Exercise:
Rescale the stretch from the line containing "the brick house" through the end of the rows, writing out only those lines again, requests included. Multiply each coordinate in the answers by 1.95 and round to a whole number, with halves rounded up.

## begin

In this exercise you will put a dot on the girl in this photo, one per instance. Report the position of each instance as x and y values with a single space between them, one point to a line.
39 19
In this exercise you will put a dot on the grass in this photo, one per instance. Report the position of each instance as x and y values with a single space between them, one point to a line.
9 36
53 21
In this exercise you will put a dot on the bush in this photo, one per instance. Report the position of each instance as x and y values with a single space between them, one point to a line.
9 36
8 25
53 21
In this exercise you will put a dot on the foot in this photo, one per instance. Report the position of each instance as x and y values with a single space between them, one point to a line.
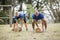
26 29
12 29
20 29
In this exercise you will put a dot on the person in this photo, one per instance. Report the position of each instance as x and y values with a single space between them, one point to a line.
37 16
15 21
23 19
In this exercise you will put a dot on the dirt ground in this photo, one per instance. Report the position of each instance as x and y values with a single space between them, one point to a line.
52 33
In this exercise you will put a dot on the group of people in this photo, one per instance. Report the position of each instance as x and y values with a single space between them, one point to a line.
35 17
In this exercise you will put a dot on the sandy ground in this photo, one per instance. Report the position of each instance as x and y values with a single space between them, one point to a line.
52 33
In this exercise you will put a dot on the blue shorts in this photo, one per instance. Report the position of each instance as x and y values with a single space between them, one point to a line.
40 16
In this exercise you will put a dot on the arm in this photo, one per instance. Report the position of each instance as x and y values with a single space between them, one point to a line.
44 23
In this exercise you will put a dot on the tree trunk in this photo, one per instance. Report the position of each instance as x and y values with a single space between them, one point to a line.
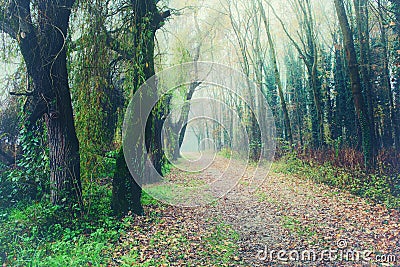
362 112
42 45
288 127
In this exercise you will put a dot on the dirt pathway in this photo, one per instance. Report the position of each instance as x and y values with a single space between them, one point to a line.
303 220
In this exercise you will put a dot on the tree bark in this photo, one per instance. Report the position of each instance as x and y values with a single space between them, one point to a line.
44 52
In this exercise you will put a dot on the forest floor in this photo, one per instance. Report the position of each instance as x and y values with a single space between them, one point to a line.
287 213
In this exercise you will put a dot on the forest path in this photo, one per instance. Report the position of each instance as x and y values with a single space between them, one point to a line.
286 213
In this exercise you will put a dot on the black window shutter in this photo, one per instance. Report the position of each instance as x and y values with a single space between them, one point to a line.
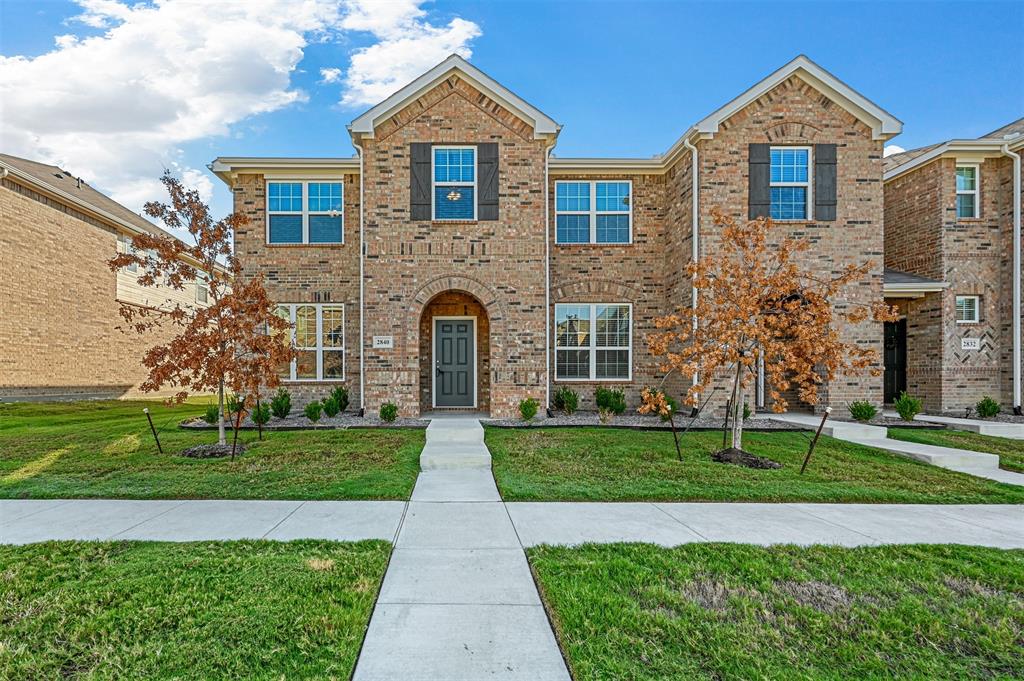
759 192
824 182
419 181
486 168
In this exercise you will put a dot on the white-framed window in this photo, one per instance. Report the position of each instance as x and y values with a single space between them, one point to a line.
594 342
318 334
598 212
968 182
305 212
202 288
968 309
124 246
454 182
791 182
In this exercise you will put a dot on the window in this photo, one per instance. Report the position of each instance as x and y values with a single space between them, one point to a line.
124 246
968 308
455 182
202 288
593 212
318 334
791 184
304 212
967 192
593 342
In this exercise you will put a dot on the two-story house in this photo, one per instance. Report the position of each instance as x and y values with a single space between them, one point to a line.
953 226
457 262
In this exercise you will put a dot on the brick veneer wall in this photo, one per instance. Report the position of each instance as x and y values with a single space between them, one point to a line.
616 273
794 113
58 313
974 256
501 262
299 273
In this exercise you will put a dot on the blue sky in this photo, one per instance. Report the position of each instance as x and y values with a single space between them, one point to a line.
625 79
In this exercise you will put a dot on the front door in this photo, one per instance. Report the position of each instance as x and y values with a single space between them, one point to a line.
455 363
895 359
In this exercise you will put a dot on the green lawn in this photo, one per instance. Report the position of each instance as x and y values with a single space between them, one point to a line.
105 450
202 610
734 611
596 464
1011 452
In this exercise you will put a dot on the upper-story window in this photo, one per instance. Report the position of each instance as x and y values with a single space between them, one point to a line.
304 212
455 182
968 309
967 190
598 212
791 183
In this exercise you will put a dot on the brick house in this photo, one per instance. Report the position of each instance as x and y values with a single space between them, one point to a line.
58 311
456 262
952 222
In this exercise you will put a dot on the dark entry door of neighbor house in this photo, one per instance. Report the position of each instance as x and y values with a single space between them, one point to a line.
895 359
455 383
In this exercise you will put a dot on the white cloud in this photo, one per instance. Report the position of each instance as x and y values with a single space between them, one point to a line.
117 108
407 46
330 76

## end

Exercise answer:
In this exercise you will put a dot on the brick house in this photo, one per instance. Report the position of each instance as x and y values with a single space between them, one point to a line.
113 606
889 511
1856 433
In this exercise you will put a dot on the dark entry door of neighbor house in this photo, one per instance. Report the position of each instance as x and y values with a single space between them, one point to a line.
1745 700
887 747
In this exercise you will put a dot on the white cloud in this photo, one per instance. Report the position of each instance as x and y values with a single space between them, one point to a line.
228 211
794 90
644 148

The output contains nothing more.